## Passage shown
+===+

They're always an entertaining mix of laughably stupid and worryingly sad.

MCerberus:
So has the moon-impact model gotten a YEC response yet?
They're always an entertaining mix of laughably stupid and worryingly sad.

A wizard did it, of course. You know that.

Huh. So... If the moon-generating impact destroyed the early atmosphere, could it be that one reason Earth is temperate and Venus is hellish, is because of that freak occurrence? An interesting spin on the ol' "are we alone" question.

Jeez, Earth, a mere 40 million years old and already banging other planets and making babies. I tell you, this universe is going to hell.

60 million? Don't you mean 6000?

MCerberus:
So has the moon-impact model gotten a YEC response yet?

The collision hypothesis itself being old, it's been responded to a lot. Either "science is wrong" or "God is testing us" or "Satan is deceiving us."

I doubt the new evidence changes any of those responses.

Pyrian:
Huh. So... If the moon-generating impact destroyed the early atmosphere, could it be that one reason Earth is temperate and Venus is hellish, is because of that freak occurrence? An interesting spin on the ol' "are we alone" question.

IT really is curious.

Chimpzy:
Jeez, Earth, a mere 40 million years old and already banging other planets and making babies. I tell you, this universe is going to hell.

And they didn't even put a ring on it.

I question what is this for? Any sane person knows this, or at least can understand this. And Yec and their ilk will just deny this and be trapped by their insane toll logic.

That said, the Earth is older than we thought? so its 15,060,000,000 years old? or something like that? Though one has to question like earlier in this thread. Did that impact save us from the fate of Venus?

Orks da best:
I question what is this for? Any sane person knows this, or at least can understand this. And Yec and their ilk will just deny this and be trapped by their insane toll logic.

That said, the Earth is older than we thought? so its 15,060,000,000 years old? or something like that? Though one has to question like earlier in this thread. Did that impact save us from the fate of Venus?

Actually they've estimated it to be about 4.54 billion years old, though with this bit of data it would make it 4.6 billion. Though, in all honesty, aside from the people getting paid to tell us this stuff and other science people, who the hell really cares if the Earth is a few million years older than we thought?

+===+

## Collected data
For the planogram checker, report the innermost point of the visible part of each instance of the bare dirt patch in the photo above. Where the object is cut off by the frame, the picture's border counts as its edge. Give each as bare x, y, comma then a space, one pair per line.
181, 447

+===+

## Stated goal 1
From the forum thread about the moon-forming impact, write out the stretch from "The collision hypothesis" through "of those responses.".
## Stated goal 2
In the forum thread about the moon-forming impact, what age had the Earth previously been estimated to be, according to the last post?

## Full response 1
The collision hypothesis itself being old, it's been responded to a lot. Either "science is wrong" or "God is testing us" or "Satan is deceiving us."

I doubt the new evidence changes any of those responses.

## Full response 2
About 4.54 billion years.